EXTRAIT:
Marie-Nassatou MOUSSA NDOMANE est réfugiée d’origine tchadienne.
Nous l’avons rencontrée à l’automne dernier au CELLIER lors de la soirée littéraire consacrée à Anaïs LLOBET, et son livre DES HOMMES COULEUR DE CIEL, qui aborde entre autres le sujet de la migration.
C’est une grande lectrice.
Marie-Nassatou fait partie des belles rencontres humaines de NOVA VILLA.

 

Habib mon chéri,

Cela fait bientôt deux ans que tu te couches et te réveilles sans voir le visage de maman, sans entendre cette voix qui te demande si tu as fini de faire tes devoirs, si tu as bien rangé ta chambre. Sans quoi tu n’avais pas le droit d’aller jouer au foot avec tes copains. Deux ans que tu te poses certainement des questions sans réponses.
Sache que j’en suis désolée, vraiment désolée de me soustraire de ta vie pendant une si longue période et ne sachant toujours pas quand te retrouver Habib.
J’espère tout simplement que tu comprennes que ce n’est pas un abandon.
Il m’était devenu juste impossible de pouvoir continuer dans cette famille apparemment parfaite et d’endurer encore et encore cette souffrance sans piper mot. Tu étais le seul vrai témoin de mon assombrissement et de ma souffrance. Tu voyais dans mes yeux enflés de larmes, la peur, la tristesse et l’épuisement au point où je passais mes nuits, au lieu de dormir, à m’arracher les cheveux comme pour arracher avec eux toute l’amertume et la douleur qui m’habitaient.

LES DONNÉES:
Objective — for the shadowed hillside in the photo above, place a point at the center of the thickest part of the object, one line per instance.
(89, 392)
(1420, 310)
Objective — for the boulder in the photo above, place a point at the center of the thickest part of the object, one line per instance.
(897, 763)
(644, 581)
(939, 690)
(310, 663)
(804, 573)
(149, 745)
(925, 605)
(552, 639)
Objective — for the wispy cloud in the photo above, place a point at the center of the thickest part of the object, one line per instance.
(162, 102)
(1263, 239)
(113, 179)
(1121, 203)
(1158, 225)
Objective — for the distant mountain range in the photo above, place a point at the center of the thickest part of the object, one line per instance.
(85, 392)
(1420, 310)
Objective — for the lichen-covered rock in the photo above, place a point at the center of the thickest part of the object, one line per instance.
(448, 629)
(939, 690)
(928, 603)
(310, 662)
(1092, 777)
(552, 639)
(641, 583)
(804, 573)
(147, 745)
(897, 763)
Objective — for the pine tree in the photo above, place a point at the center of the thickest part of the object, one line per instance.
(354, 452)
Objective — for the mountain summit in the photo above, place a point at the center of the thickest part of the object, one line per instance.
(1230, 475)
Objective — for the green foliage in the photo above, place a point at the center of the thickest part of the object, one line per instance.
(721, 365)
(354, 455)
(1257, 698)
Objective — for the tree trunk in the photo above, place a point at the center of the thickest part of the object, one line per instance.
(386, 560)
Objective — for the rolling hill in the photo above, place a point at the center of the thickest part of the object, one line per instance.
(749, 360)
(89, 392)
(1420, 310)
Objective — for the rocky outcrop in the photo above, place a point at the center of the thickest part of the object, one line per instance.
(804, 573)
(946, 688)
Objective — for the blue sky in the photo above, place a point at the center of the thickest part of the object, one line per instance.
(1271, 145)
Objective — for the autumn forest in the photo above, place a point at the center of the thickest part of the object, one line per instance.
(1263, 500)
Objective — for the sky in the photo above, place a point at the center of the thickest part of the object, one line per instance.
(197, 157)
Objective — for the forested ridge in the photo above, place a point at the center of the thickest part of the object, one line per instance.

TRAVAIL DEMANDÉ: Pouvez-vous transcrire fidèlement le passage de l'extrait qui va de « Nous l’avons rencontrée » jusqu'à « de la migration. » inclus ? Les entrées n'ont aucun rapport avec l'extrait.

CORRIGÉ DE L'EXERCICE:
Nous l’avons rencontrée à l’automne dernier au CELLIER lors de la soirée littéraire consacrée à Anaïs LLOBET, et son livre DES HOMMES COULEUR DE CIEL, qui aborde entre autres le sujet de la migration.